↓
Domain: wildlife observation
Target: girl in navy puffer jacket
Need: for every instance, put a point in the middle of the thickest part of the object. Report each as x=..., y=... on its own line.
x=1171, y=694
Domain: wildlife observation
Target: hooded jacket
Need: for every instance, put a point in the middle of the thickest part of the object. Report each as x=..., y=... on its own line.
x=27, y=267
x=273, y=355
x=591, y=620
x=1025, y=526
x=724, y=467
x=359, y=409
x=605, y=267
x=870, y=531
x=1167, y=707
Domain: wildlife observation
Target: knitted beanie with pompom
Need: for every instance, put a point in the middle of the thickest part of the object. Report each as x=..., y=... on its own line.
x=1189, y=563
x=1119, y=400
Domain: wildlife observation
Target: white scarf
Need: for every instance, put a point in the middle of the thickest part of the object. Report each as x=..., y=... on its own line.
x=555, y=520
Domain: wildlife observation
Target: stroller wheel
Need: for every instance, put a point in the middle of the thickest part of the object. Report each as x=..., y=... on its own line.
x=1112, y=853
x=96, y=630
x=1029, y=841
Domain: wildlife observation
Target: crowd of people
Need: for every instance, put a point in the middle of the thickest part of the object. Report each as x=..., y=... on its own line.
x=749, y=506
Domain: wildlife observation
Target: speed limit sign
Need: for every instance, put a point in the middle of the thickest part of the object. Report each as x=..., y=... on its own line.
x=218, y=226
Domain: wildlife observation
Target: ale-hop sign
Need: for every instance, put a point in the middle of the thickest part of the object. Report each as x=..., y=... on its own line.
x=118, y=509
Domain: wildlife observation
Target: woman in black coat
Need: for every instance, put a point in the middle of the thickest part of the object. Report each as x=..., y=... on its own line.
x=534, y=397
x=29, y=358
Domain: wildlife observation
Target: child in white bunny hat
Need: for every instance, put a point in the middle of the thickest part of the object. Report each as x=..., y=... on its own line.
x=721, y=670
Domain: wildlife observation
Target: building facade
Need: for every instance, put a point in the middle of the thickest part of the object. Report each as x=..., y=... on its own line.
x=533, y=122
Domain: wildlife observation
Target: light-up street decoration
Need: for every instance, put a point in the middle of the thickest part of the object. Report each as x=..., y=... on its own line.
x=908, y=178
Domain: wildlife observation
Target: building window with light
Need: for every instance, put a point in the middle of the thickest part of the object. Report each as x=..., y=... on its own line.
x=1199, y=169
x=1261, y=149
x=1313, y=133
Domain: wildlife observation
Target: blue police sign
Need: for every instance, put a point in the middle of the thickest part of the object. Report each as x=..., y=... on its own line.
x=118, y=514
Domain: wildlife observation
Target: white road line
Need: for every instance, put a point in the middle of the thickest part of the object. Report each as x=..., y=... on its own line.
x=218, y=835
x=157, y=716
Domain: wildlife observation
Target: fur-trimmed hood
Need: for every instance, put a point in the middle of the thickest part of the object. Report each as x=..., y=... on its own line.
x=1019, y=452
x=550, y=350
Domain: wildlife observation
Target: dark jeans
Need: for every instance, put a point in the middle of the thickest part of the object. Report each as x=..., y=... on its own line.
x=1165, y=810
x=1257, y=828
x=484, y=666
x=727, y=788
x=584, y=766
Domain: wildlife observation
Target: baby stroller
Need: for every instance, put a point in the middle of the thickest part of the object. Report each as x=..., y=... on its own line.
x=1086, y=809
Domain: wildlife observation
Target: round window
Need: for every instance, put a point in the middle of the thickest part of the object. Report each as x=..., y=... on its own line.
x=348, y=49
↑
↓
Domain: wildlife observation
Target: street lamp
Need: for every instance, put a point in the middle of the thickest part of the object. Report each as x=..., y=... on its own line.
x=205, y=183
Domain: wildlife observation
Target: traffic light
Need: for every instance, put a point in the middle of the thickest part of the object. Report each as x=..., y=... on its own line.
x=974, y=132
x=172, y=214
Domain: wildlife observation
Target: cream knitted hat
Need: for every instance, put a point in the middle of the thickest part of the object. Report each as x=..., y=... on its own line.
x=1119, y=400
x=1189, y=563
↑
↓
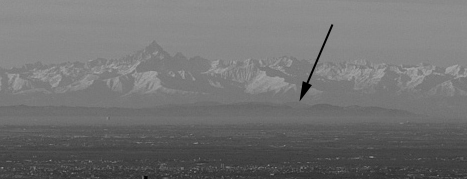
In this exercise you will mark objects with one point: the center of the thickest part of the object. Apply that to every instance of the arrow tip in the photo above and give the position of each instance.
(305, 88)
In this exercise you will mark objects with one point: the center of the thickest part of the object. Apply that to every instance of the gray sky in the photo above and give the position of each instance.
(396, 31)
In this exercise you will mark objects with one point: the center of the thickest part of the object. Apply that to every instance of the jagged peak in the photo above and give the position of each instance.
↑
* [ACTION ITEM] Which lines of the listing above hold the word "white"? Copy each of them.

* [RESPONSE BELOW]
Target: white scarf
Target: child in white bunny hat
Target: white road line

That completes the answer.